# DIRECTIVE
Pick out every line of the entries that contains the word "claw", and copy each of those lines.

# THE RECORDS
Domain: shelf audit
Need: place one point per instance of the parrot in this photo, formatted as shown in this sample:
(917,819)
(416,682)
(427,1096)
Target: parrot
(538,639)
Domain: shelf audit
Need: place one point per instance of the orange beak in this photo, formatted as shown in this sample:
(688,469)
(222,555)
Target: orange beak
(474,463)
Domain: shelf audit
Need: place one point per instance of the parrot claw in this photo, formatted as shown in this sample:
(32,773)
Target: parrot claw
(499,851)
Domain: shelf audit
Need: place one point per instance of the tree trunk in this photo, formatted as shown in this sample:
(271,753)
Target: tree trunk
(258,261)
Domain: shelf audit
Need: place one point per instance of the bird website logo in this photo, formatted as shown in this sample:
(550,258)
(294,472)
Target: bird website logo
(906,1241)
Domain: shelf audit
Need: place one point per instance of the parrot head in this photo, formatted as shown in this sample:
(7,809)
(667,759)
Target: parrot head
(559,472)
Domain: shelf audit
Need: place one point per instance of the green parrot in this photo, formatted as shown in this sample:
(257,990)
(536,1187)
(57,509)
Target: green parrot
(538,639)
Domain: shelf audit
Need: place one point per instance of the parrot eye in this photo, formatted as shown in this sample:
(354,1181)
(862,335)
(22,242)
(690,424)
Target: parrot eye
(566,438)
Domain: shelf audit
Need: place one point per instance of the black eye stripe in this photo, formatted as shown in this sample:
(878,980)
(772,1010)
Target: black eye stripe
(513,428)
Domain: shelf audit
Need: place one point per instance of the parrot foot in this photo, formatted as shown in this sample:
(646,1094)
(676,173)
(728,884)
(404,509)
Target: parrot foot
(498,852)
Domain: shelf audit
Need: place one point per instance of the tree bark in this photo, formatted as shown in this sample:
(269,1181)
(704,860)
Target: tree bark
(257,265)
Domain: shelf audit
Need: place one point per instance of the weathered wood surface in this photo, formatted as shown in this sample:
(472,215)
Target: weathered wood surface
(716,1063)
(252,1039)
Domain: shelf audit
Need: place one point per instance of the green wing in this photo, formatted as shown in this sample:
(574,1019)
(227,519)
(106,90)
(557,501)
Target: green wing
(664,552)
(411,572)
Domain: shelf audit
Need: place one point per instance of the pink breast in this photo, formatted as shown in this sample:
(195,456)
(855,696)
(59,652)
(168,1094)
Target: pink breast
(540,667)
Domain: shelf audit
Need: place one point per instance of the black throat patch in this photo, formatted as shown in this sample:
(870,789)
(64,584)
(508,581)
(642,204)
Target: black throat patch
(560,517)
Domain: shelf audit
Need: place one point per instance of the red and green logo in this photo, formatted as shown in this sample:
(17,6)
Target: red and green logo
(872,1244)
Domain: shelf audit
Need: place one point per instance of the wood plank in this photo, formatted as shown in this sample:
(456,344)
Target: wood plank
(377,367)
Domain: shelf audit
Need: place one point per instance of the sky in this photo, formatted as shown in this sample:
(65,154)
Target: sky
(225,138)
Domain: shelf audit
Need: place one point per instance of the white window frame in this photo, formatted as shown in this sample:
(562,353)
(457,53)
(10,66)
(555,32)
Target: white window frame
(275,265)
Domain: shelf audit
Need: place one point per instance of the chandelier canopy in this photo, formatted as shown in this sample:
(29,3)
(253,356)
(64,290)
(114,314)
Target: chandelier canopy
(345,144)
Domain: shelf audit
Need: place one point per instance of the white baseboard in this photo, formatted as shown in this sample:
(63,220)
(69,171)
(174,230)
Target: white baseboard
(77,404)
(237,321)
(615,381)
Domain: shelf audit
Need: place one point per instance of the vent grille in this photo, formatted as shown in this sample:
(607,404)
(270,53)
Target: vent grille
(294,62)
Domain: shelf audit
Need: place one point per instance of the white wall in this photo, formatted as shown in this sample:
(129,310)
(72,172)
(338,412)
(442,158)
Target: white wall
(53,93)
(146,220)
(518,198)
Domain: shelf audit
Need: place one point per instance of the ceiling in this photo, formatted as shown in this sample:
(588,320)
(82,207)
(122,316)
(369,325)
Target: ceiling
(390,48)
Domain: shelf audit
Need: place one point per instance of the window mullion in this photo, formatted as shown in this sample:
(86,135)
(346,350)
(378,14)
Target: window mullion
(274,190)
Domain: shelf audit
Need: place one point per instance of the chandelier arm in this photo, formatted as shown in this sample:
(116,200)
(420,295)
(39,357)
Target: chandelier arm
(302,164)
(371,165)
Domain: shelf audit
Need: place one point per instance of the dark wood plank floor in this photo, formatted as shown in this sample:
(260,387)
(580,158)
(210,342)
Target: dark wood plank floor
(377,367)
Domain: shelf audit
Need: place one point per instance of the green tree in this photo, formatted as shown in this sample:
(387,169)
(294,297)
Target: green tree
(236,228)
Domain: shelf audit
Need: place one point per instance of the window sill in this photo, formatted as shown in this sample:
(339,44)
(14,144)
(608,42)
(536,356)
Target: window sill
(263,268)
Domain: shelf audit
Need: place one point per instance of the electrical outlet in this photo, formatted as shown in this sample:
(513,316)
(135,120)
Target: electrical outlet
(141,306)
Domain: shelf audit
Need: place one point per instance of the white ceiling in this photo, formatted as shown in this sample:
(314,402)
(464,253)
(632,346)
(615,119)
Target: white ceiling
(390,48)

# RESPONSE
Need: place one point per instance of the parrot claw in this photo, formatted as shown in this sample:
Target: parrot claw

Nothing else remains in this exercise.